Segment Start: Exercise input

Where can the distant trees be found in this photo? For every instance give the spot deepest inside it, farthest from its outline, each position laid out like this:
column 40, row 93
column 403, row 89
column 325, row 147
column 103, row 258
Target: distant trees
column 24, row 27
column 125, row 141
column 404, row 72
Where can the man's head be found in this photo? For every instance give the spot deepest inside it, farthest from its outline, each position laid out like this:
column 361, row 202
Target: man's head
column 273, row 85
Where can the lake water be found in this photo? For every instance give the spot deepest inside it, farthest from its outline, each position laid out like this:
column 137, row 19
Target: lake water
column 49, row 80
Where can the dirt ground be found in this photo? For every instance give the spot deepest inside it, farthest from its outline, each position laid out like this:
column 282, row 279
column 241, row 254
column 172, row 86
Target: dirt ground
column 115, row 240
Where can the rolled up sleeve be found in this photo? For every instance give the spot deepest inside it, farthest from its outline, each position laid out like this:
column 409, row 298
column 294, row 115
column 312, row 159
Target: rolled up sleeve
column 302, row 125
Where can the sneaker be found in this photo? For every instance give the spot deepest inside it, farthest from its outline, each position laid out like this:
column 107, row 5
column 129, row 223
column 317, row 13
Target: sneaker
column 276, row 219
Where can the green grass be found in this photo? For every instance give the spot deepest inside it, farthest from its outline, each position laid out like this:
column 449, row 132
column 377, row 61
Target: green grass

Segment End: Exercise input

From the data above, give every line again exactly as it appears.

Where can the distant trees be found in this photo? For every instance give the spot deepest inside it, farthest from its outline, each position laid out like this:
column 40, row 93
column 403, row 89
column 325, row 147
column 103, row 258
Target: distant trees
column 24, row 27
column 125, row 141
column 404, row 72
Where can the man's head be found in this photo? For every instance give the spot deepest inside it, farthest from its outline, each position laid out like this:
column 361, row 202
Target: man's head
column 273, row 85
Where can the lake water be found in this photo? For every instance give the spot deepest inside it, farthest from its outline, each position laid out like this:
column 137, row 19
Target: lake water
column 49, row 80
Where can the dirt ground be found in this photo? For every instance give the spot deepest inside it, farthest from its outline, each position laid out like this:
column 282, row 279
column 241, row 254
column 172, row 86
Target: dirt ground
column 115, row 240
Where can the rolled up sleeve be found in this photo? For every instance give the spot deepest inside it, farthest from its outline, each position laid out like this:
column 409, row 298
column 294, row 115
column 312, row 159
Target: rolled up sleeve
column 302, row 125
Where can the sneaker be found in this photo? For every instance give the spot deepest inside it, farthest from its outline, each position laid out like this:
column 107, row 5
column 129, row 223
column 317, row 13
Target: sneaker
column 276, row 219
Where can the green grass be found in this photo? For every instance give the spot deepest inside it, farthest from its outline, each position laid out like this:
column 449, row 132
column 377, row 61
Target: green grass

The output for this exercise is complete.